**Текст для чтения**
• • • •
Одним из постоянных и живейших его огорчений было то, что он не мог сослаться на принцип легитимности как на основу своей власти. Не много людей более глубоко чувствовало, насколько власть, лишенная этого основания, преходяща и хрупка, как открыта она для нападения. Тем не менее он никогда не упускал случая, чтобы заявить в моем присутствии живейший протест против тех, кто мог воображать, что он занял трон в качестве узурпатора.
«Французский престол, – говорил он мне не раз, – был вакантным. Людовик XVI не сумел удержаться в нем. Будь я на его месте, Революция никогда не стала бы совершившимся фактом, несмотря на огромные успехи, которые она сделала в умах в предшествовавшие царствования. После падения короля территорией Франции завладела Республика, ее-то я и сменил. Старый трон остался погребенным под развалинами, я должен был основать новый. Бурбоны не смогли бы царствовать в этом вновь созданном государстве; моя сила заключена в моей счастливой судьбе; я – нов, как нова империя; таким образом, между мною и империей полное слияние».
• • • •
**Что требуется**
1. Продублируйте фрагмент текста для чтения, начиная со слов «Одним из постоянных» и заканчивая словами «в качестве узурпатора.».
2. Выпишите из текста для чтения все имена собственные, написанные с прописной буквы, в той форме, в какой они там стоят.
• • • •
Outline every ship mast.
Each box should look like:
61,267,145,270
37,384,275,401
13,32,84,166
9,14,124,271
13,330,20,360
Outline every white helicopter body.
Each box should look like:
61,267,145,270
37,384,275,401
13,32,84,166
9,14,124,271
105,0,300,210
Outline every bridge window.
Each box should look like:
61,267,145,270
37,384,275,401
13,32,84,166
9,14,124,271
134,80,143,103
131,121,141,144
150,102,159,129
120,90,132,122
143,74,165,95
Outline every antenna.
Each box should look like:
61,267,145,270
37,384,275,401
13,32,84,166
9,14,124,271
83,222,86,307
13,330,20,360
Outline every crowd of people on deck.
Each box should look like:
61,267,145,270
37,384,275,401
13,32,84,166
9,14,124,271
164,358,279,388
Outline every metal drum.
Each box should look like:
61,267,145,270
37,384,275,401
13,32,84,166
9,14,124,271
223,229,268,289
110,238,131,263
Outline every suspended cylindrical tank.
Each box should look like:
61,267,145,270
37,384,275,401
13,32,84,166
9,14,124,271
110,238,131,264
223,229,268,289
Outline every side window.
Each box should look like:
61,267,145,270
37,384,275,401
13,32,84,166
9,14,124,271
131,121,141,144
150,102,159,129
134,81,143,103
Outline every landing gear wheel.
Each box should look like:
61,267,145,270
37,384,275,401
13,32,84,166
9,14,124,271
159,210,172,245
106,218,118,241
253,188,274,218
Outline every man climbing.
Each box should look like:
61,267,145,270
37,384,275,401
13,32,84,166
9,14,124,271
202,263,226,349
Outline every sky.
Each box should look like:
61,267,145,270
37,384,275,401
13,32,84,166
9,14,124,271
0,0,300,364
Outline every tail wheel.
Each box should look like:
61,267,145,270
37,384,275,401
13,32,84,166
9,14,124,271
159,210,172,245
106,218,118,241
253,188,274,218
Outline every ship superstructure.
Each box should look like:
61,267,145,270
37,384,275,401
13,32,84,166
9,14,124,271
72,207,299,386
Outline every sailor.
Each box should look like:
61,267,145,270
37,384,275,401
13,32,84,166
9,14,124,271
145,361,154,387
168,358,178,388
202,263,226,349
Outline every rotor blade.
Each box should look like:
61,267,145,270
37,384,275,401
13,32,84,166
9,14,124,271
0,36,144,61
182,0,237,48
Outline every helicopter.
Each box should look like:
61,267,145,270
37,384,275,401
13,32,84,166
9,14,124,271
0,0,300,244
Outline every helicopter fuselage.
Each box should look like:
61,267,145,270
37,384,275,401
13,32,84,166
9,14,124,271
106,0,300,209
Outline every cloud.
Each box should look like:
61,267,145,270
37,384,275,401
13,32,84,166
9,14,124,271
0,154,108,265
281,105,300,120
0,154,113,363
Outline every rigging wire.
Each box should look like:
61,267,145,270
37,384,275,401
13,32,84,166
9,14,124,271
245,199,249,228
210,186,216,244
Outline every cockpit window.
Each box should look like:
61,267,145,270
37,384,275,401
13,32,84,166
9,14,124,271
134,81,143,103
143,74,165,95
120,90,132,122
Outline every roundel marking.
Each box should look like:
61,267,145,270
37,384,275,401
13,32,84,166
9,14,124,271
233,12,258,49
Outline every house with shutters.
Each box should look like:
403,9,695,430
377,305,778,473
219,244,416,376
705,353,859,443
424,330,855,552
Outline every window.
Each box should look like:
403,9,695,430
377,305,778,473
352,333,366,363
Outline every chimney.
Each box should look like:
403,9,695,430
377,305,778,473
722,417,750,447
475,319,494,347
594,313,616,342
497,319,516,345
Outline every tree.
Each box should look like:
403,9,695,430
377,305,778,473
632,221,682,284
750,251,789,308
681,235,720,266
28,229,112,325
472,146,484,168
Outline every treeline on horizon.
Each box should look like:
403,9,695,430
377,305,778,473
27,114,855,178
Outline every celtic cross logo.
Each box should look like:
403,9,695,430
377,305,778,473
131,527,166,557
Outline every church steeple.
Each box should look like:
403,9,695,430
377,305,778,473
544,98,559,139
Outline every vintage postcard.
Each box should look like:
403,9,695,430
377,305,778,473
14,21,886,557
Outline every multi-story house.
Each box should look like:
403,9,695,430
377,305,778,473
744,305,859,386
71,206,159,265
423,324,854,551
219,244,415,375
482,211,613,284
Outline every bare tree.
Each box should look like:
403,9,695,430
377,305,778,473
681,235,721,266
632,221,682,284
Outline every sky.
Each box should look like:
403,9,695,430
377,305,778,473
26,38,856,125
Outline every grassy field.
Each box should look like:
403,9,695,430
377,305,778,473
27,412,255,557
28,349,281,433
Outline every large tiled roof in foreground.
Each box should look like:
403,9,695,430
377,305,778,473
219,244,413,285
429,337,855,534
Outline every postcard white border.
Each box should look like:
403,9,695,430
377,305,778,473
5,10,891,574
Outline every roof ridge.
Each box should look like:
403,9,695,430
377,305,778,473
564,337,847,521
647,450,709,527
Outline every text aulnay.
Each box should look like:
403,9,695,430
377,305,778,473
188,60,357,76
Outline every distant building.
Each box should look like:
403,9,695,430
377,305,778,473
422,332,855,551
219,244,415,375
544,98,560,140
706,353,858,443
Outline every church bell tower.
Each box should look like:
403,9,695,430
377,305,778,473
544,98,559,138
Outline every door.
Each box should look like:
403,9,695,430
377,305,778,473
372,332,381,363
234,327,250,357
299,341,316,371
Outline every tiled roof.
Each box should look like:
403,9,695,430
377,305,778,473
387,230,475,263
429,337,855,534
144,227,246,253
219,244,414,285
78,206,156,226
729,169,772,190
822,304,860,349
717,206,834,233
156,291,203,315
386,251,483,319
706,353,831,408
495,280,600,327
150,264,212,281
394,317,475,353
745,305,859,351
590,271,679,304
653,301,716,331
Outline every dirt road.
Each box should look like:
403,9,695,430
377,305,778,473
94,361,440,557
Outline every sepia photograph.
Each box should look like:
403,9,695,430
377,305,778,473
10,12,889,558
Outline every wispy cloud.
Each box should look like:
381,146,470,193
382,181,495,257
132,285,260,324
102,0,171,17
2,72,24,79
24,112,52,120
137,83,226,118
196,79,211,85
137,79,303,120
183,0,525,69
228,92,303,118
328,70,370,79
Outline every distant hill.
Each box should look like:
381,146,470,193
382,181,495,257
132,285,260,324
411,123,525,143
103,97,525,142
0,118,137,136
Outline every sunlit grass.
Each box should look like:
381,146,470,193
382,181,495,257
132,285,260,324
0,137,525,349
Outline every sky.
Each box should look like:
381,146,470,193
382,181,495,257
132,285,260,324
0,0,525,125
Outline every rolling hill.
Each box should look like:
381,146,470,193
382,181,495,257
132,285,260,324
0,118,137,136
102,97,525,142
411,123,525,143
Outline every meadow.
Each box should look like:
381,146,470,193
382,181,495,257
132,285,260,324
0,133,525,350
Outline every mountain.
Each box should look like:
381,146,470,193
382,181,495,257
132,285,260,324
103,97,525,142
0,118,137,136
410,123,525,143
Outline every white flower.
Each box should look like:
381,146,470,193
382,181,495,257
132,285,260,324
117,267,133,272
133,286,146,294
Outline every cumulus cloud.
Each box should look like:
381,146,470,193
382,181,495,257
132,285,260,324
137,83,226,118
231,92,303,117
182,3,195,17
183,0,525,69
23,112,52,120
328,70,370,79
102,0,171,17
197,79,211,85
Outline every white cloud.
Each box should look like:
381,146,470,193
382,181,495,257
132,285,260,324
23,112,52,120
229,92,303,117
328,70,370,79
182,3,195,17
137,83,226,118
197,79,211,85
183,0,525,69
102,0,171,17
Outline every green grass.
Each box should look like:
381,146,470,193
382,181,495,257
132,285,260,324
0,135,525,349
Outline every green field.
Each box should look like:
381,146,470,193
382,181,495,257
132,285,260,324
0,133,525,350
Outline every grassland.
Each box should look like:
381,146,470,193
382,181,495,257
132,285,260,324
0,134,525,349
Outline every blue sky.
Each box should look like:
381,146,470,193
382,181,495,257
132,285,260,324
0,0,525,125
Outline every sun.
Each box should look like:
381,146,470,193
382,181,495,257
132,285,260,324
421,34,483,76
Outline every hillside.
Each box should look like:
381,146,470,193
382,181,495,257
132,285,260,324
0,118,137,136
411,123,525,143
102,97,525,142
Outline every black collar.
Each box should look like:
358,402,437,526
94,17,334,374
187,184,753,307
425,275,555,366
• • • •
**Ответы по порядку**
1.
Одним из постоянных и живейших его огорчений было то, что он не мог сослаться на принцип легитимности как на основу своей власти. Не много людей более глубоко чувствовало, насколько власть, лишенная этого основания, преходяща и хрупка, как открыта она для нападения. Тем не менее он никогда не упускал случая, чтобы заявить в моем присутствии живейший протест против тех, кто мог воображать, что он занял трон в качестве узурпатора.

2. Людовик XVI, Революция, Франции, Республика, Бурбоны